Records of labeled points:
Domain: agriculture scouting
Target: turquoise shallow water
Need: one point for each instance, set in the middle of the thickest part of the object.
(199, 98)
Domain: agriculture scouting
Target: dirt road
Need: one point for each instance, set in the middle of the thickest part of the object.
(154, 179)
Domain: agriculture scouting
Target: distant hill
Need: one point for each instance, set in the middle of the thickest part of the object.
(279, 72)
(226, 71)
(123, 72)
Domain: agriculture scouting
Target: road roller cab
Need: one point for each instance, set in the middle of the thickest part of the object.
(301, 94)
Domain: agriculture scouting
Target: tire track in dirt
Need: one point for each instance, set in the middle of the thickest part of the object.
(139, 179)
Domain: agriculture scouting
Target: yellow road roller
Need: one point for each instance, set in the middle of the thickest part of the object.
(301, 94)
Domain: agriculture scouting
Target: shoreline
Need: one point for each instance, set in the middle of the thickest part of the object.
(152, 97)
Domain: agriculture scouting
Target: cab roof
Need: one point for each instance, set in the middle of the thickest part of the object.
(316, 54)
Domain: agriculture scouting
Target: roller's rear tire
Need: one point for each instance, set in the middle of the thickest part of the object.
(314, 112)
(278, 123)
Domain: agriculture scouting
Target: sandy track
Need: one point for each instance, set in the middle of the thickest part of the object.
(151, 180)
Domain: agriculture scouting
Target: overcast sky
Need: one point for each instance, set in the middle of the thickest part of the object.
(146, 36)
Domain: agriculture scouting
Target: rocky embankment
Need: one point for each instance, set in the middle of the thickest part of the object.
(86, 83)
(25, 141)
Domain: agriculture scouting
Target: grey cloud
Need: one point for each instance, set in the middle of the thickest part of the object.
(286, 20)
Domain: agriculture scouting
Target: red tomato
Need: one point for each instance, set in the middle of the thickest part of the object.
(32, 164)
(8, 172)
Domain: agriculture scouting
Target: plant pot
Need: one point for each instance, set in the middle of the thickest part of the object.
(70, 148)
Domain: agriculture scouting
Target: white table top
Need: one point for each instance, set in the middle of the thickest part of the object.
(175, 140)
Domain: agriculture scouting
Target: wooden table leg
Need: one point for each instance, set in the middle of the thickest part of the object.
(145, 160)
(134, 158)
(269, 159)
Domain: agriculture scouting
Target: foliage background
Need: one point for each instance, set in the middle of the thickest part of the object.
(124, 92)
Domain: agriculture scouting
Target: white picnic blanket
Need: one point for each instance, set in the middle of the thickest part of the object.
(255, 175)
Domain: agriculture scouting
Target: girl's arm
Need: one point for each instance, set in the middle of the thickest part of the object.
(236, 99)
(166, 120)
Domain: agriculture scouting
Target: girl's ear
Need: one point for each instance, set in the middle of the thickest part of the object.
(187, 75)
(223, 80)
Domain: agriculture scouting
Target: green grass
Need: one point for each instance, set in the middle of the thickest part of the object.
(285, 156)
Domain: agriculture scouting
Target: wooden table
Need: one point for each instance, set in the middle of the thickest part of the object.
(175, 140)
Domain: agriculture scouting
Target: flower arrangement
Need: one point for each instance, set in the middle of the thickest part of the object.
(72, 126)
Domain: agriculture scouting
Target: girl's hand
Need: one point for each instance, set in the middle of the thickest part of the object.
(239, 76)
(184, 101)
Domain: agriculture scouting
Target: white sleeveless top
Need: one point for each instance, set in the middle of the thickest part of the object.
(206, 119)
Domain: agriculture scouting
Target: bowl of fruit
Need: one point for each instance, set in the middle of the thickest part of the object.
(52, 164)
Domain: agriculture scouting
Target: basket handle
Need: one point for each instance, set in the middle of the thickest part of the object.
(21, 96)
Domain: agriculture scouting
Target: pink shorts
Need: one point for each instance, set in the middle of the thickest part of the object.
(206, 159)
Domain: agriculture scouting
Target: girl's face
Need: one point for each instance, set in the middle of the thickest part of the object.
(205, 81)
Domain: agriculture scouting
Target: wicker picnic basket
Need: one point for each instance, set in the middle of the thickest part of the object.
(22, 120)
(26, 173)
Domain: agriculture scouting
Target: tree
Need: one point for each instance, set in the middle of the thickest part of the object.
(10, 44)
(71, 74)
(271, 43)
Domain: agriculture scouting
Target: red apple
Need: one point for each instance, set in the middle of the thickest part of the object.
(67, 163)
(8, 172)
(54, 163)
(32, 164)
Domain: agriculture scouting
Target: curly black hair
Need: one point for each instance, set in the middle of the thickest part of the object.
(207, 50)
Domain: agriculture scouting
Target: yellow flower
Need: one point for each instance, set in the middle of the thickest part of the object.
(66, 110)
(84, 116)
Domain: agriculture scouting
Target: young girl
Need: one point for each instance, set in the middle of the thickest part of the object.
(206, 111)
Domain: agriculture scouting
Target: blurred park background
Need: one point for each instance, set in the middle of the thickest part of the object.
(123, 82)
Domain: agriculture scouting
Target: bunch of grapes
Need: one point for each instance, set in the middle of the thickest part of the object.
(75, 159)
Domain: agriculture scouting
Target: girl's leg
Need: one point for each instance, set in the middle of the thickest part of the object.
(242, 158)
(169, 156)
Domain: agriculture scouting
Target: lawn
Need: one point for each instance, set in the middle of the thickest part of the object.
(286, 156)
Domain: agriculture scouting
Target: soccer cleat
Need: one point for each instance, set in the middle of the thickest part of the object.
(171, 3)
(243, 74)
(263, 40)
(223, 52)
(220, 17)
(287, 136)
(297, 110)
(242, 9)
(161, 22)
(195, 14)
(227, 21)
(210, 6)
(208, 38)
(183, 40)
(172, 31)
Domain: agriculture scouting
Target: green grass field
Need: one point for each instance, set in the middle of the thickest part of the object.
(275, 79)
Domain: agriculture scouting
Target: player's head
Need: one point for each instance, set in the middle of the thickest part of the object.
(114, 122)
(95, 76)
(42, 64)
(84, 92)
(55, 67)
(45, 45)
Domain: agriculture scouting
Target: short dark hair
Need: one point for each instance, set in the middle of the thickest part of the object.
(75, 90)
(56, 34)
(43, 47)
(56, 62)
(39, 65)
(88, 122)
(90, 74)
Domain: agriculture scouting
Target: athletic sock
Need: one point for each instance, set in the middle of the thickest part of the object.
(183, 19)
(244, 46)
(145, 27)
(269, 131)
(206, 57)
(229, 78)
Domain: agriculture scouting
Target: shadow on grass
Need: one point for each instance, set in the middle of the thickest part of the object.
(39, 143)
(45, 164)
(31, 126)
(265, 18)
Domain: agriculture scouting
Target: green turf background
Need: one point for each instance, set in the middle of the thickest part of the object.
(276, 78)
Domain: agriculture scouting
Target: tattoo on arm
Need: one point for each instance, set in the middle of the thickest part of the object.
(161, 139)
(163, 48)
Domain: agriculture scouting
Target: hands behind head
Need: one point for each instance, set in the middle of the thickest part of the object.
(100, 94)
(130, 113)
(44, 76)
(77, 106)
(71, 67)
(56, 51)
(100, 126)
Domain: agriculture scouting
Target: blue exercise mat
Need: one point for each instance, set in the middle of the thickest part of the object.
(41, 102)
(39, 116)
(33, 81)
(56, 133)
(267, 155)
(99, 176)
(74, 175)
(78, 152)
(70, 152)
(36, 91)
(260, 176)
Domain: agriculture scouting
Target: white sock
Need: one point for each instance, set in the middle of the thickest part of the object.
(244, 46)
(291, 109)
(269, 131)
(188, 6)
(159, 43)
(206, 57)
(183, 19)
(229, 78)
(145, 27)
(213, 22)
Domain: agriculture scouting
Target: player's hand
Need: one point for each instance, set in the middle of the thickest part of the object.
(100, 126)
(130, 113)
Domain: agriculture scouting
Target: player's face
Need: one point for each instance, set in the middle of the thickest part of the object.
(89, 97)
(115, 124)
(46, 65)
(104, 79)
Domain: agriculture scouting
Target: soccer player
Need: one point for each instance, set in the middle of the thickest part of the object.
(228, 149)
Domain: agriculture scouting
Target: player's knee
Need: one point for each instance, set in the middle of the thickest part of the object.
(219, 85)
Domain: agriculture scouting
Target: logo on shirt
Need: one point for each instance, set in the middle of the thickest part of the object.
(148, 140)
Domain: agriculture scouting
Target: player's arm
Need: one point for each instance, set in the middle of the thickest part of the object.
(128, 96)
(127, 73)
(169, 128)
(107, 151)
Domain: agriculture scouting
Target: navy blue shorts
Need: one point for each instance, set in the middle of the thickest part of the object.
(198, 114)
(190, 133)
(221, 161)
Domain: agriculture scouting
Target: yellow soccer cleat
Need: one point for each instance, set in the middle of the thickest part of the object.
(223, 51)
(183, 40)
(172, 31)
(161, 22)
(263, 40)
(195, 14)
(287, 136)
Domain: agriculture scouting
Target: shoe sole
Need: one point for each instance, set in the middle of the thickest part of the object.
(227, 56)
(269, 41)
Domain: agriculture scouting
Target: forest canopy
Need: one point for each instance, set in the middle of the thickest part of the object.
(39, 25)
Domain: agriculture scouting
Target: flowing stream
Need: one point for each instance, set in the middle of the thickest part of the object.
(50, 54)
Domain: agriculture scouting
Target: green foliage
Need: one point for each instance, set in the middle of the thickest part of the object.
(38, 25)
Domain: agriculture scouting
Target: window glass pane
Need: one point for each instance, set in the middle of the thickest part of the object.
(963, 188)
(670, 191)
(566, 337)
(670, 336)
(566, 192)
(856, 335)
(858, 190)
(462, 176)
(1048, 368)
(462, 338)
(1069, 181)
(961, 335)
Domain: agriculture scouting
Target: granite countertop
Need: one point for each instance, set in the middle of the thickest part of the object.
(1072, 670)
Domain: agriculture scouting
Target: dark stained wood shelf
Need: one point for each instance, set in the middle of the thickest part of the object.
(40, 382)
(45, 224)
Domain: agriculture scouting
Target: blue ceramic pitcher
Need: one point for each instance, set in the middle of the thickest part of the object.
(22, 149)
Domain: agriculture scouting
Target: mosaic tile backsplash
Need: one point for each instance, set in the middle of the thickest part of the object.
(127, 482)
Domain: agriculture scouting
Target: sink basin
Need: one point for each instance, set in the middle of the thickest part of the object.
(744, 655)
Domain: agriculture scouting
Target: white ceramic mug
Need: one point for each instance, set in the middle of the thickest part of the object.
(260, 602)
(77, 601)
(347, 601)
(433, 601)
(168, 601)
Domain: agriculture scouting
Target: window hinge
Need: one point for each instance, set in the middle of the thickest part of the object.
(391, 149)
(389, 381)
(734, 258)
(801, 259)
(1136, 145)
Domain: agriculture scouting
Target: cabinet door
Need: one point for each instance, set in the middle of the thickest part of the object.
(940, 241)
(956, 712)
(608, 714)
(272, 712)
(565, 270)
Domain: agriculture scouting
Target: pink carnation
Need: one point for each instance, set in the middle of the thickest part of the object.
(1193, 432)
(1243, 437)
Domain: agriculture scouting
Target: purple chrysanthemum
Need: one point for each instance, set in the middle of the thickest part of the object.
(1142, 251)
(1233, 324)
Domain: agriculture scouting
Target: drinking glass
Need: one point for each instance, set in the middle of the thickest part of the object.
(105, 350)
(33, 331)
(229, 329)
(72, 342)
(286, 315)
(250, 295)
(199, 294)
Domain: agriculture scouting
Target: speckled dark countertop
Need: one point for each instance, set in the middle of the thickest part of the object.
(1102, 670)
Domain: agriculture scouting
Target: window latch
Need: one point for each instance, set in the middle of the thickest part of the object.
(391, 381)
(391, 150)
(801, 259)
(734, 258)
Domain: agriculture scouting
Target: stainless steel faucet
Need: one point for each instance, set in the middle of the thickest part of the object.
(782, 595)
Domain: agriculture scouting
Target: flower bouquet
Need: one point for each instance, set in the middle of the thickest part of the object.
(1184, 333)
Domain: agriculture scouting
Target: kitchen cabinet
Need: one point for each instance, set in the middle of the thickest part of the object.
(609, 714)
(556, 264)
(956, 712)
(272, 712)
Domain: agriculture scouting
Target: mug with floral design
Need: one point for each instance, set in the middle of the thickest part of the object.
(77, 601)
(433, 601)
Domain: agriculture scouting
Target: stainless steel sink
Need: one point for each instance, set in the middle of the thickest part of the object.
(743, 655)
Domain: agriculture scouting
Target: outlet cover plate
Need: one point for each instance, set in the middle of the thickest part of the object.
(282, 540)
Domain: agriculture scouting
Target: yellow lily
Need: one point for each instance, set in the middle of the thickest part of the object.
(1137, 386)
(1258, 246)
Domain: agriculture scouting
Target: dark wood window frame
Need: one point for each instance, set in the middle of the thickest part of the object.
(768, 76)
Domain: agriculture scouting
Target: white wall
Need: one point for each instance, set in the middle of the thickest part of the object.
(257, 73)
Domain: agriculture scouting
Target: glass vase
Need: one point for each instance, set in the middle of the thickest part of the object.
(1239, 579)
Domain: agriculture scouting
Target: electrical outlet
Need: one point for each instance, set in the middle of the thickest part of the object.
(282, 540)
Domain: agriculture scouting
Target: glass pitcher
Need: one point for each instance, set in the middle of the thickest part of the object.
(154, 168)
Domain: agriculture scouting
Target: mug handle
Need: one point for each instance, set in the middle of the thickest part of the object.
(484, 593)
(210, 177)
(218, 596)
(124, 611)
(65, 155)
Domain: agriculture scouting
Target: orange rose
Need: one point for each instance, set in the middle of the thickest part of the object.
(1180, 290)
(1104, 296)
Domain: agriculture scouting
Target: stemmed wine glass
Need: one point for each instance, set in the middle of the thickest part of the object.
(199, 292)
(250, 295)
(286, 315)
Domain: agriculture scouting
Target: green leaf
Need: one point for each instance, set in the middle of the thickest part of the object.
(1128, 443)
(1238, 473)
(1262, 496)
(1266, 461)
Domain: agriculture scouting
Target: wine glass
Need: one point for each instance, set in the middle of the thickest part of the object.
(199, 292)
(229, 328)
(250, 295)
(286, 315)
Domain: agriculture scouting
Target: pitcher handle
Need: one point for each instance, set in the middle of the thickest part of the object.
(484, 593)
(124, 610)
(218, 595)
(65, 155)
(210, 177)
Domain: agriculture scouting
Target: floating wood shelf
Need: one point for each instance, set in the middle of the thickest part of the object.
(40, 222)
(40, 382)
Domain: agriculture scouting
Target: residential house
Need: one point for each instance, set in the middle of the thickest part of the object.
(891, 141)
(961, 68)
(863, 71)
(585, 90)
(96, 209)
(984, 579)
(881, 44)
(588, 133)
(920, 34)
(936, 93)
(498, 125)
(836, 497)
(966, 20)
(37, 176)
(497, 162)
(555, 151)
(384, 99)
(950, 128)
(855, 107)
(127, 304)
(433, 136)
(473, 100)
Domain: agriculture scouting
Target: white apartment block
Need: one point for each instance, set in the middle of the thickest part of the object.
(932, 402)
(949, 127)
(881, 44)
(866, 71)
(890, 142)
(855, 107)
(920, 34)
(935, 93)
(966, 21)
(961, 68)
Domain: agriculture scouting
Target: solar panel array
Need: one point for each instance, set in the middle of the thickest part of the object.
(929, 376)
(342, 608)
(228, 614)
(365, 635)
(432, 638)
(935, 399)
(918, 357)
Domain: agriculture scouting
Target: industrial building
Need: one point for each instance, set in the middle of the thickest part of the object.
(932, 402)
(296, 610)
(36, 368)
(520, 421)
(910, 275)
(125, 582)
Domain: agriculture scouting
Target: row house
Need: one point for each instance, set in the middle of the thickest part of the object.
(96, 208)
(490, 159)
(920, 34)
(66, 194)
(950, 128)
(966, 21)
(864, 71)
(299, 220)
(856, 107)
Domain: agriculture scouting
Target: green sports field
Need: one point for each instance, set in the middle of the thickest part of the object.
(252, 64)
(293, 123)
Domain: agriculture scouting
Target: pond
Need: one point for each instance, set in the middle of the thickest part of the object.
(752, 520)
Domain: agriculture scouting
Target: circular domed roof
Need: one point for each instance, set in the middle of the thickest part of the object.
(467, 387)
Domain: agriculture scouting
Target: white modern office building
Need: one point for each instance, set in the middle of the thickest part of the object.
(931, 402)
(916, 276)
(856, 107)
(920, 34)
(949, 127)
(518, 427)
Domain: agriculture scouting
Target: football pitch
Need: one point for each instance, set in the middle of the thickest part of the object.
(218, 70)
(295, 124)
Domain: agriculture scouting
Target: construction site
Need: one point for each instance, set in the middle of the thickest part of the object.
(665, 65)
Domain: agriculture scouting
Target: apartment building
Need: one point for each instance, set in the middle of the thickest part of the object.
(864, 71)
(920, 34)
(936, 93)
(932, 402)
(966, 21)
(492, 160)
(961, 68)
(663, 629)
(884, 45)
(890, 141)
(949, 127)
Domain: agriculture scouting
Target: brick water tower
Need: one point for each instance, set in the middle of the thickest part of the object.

* [Direction] Gather every line of the records that contains the word "foliage" and list each one in full.

* [The solution]
Target: foliage background
Target: green foliage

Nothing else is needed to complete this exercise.